▸ **Objetivo A**
Traduza para o inglês esta frase do texto sobre Dom Tomás Balduíno: "Foram injustiças dessa ordem que Dom Tomás combateu, valendo-se da proclamação da verdade que conscientiza e mobiliza para que as leis sejam cumpridas."

▸ **Texto fornecido**
========

Maio
chegou e, com ele, a notícia da perda de Dom Tomás Balduíno, o Bispo daqueles
que colocaram na agenda política das principais democracias do mundo o clamor
por ampla mobilização e firme engajamento: os camponeses e indígenas. Tanto o
dia internacional das lutas camponesas quanto o dia do índio, celebrados em 17 e
19 de abril, surgiram de enfrentamentos árduos, como os que coroaram a vida de
Dom Tomás. Tanto quanto as datas simbólicas, que servem para lembrarmos porquê
vieram, é importante que não nos esqueçamos a que veio esse homem.
Fundador
da Comissão Pastoral da Terra, somou à luta eternizada desde o Massacre de
Eldorado do Carajás, contra camponeses em busca de uma nesga de terra onde
apenas 551 imóveis dividem entre si mais de 255.000 hectares, a maior parte
grilada e que, por lei, destinar-se-iam exclusivamente à reforma agrária.
Ainda
que se ignore essa cláusula constitucional, por lei deveriam ser desapropriadas
por improdutividade, já que geram apenas um emprego permanente a cada 2.056
hectares, quando no referido município o tamanho médio de 75% das propriedades
é 21 hectares (IBGE).
A
grilagem e a ociosidade das terras, razão das lutas camponesas, é também o que
move a luta indígena, consagrada na data de criação do Instituto Indigenista
Interamericano, com sede no México, do qual o Brasil é membro desde 1943 e que
desde 1970 tem seu próprio conselho, o CIMI, que teve Dom Tomás como fundador.
Diferentemente
dos camponeses, que lutam pelo acesso à terra, os indígenas lutam pela direito
à permanência onde vivem mesmo antes de os colonizadores aportarem e, com eles,
a cobiça que não reconhece fronteiras éticas ou legais. No momento, ela tem
nome, PEC 215, que propõe a ingerência sobre as Unidades de Conservação e a
destituição do direito indígena a territórios originários, tanto quanto áreas
ocupadas pelos descendentes de escravos ali estabelecidos antes da abolição.
Foram injustiças dessa ordem que Dom Tomás combateu, valendo-se da proclamação
da verdade que conscientiza e mobiliza para que as leis sejam cumpridas.
As
armas que costumeiramente a isso se levantam já fizeram tombar 331
trabalhadores e 563 indígenas somente nos últimos 10 anos (CPT). Para que não
pereçam valores e princípios fundamentais em favor de um projeto discutível
para o campo brasileiro, embalado no discurso da produção do sagrado alimento,
é imperioso lembrar que segundo a CONAB, a área ocupada por lavouras
temporárias nesse ano safra é de 56,4 milhões de hectares que, somados a das
lavouras permanentes, fecha em 68,1 milhões a área agrícola do Brasil.

========

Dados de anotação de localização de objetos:
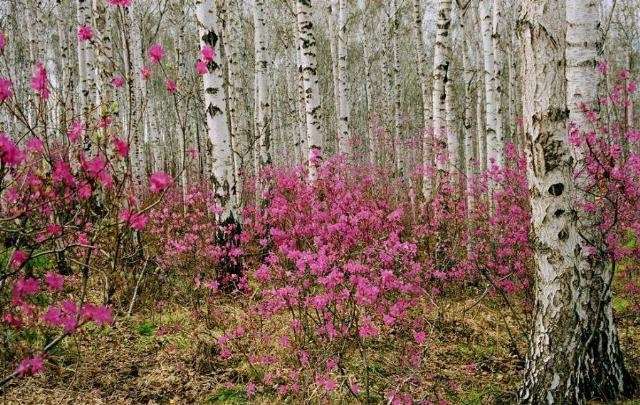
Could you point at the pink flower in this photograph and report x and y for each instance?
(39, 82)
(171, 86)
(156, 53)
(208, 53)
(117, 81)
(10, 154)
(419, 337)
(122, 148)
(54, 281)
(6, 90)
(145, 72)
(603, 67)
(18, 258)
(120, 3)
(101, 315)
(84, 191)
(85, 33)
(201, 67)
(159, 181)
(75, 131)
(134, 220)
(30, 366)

========

▸ **Objetivo B**
Reúna todas as linhas dos registros em que aparece a palavra "instance". Considere a diferença entre maiúsculas e minúsculas.

▸ **Resposta resolvida A**
It was injustices of this kind that Dom Tomás fought, drawing on the proclamation of the truth that raises awareness and mobilizes so that the laws are upheld.

▸ **Resposta resolvida B**
Could you point at the pink flower in this photograph and report x and y for each instance?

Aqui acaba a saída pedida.